Begin Extracted data

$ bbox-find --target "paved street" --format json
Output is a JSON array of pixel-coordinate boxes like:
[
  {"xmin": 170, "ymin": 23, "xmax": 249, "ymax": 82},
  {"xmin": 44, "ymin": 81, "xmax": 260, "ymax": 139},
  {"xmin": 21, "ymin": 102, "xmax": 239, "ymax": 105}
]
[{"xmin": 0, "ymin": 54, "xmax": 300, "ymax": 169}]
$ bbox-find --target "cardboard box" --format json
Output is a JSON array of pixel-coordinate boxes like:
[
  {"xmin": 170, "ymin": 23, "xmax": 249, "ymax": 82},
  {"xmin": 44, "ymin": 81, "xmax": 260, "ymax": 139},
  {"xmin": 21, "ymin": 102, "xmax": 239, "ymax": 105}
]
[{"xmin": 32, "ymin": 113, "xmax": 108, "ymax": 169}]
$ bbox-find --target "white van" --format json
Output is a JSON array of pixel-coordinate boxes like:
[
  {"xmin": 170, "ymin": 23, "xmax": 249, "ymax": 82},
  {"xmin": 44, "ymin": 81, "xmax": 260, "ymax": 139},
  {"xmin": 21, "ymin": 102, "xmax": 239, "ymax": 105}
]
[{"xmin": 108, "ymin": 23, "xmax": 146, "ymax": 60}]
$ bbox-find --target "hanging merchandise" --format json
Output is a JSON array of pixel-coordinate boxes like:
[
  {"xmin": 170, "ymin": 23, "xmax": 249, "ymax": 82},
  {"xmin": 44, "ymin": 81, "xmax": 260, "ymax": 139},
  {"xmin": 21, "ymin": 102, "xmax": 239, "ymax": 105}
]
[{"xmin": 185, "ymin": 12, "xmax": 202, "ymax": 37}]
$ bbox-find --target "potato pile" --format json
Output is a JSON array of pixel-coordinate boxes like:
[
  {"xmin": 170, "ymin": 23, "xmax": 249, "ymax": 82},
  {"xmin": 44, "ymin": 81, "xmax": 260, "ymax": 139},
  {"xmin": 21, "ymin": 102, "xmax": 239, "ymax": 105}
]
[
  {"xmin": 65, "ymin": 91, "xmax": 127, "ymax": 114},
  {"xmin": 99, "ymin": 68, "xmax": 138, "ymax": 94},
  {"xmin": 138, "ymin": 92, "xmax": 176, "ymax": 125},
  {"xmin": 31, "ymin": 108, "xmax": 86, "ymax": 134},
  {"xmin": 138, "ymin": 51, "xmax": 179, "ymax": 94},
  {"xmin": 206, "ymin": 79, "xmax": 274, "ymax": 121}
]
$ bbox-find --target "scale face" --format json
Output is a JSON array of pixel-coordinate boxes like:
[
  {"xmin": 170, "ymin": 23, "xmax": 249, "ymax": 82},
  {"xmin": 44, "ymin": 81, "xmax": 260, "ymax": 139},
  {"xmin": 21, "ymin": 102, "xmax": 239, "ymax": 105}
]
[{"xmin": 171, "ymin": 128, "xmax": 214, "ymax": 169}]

End Extracted data

### What you need to do:
Pick out every line in the entries above that contains the string "bbox", and copy each of those lines in full.

### Full output:
$ bbox-find --target "paved street" --format json
$ bbox-find --target "cardboard box" --format json
$ bbox-find --target "white van" --format json
$ bbox-find --target "hanging merchandise" --format json
$ bbox-find --target "potato pile" --format json
$ bbox-find --target "scale face" --format json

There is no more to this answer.